The output is then represented as $x_{rgb}^{sa} ,x_{tir}^{sa}$, and SA module as seen below:

$$x_{rgb}^{sa} ,x_{tir}^{sa} = SA\left( {U^{sa} } \right) = {\text{Split}} \left( {U^{sa} \odot {\text{V}}^{sa} } \right)$$

(3)

$\odot$ denotes connecting a CA module to an SA module, and finally, we get the final SA module.

Transformer network

Inspired by reference¹⁶, we designed a Transformer Network as shown in Fig. 4.

From Fig. 4, we can see that the template feature and search feature extracted by the backbone network first pass through the CA and SA channel modules respectively, and obtain $x_{rgb}^{sa}$,$x_{tir}^{sa}$,$\widehat{zf}_{rgb}^{ca}$ and $\widehat{zf}_{{{\text{tir}}}}^{ca}$. Then, the feature vectors are fed into the Transformer module, as shown in Fig. 4. First, $x_{rgb}^{sa}$ and $\widehat{zf}_{rgb}^{ca}$ pass through a Transformer attention module (BCTM). Then, $x_{tir}^{sa}$ and $\widehat{zf}_{{{\text{tir}}}}^{ca}$ pass through another Transformer attention module (BCTM). BCTM is used to fuse different branch information. To make the fusion information more accurate, the fusion process is repeated four times. Finally, an extra Transformer module (ACTM) is added to fuse the feature vectors of the template and search branches. BCTM and ACTM have the same network structure. Here, we will provide a detailed explanation using BCTM as an example.

Listed records
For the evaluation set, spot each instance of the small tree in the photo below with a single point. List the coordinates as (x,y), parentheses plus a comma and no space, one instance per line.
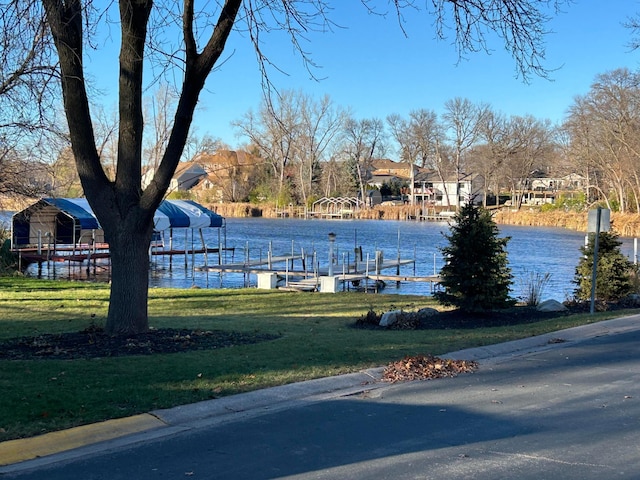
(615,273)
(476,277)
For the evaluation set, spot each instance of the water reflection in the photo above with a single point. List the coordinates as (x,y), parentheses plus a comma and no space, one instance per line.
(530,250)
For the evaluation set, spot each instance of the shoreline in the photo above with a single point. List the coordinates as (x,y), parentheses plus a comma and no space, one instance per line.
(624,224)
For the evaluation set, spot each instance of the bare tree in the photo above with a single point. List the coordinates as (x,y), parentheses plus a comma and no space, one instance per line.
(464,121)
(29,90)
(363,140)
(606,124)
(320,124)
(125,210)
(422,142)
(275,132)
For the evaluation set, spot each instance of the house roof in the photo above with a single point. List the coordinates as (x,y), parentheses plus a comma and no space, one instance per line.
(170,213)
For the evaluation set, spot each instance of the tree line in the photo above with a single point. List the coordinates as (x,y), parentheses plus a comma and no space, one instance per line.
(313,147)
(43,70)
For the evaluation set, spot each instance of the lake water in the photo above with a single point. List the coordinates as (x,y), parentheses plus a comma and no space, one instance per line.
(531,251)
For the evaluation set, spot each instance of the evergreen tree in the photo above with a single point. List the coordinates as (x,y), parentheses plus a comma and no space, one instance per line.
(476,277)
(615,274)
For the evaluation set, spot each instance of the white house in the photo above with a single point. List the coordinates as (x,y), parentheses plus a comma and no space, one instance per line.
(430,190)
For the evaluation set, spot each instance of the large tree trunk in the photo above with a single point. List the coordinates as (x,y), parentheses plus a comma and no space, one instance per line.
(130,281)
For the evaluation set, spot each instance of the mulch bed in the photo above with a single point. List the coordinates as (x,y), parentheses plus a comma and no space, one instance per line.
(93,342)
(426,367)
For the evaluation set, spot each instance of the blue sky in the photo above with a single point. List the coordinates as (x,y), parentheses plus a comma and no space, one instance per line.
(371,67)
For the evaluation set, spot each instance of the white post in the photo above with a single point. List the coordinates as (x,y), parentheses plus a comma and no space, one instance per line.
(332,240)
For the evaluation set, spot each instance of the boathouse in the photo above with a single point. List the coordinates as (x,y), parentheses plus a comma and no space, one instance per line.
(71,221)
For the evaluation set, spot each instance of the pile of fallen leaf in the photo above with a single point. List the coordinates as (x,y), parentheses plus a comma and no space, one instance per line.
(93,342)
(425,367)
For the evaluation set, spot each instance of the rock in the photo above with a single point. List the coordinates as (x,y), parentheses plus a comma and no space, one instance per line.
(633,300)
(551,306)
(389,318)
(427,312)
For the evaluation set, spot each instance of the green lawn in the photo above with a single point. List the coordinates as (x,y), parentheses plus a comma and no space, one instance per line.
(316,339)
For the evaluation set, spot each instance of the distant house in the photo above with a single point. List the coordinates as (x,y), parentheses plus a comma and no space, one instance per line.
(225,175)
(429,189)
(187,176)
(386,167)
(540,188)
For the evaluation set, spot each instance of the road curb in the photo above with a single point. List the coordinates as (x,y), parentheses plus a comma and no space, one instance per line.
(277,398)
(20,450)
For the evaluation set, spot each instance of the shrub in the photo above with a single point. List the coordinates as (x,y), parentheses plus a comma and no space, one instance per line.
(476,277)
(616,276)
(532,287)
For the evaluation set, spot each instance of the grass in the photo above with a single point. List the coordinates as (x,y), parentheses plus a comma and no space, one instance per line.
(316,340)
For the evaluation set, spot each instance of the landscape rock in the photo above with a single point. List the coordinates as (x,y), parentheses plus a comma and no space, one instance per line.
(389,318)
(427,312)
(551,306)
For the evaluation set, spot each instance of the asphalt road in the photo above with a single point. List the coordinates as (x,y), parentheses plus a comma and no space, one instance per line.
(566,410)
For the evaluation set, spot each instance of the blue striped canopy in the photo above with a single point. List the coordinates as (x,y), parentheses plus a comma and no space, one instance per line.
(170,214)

Task list
(A) Transcribe the portion of the Transformer network passage that opens with the words containing "The output is" and closes with "final SA module.".
(B) List every module that the Transformer network passage refers to by an abbreviation.

Solutions for each task
(A)
The output is then represented as $x_{rgb}^{sa} ,x_{tir}^{sa}$, and SA module as seen below:

$$x_{rgb}^{sa} ,x_{tir}^{sa} = SA\left( {U^{sa} } \right) = {\text{Split}} \left( {U^{sa} \odot {\text{V}}^{sa} } \right)$$

(3)

$\odot$ denotes connecting a CA module to an SA module, and finally, we get the final SA module.

(B)
- SA
- CA
- BCTM
- ACTM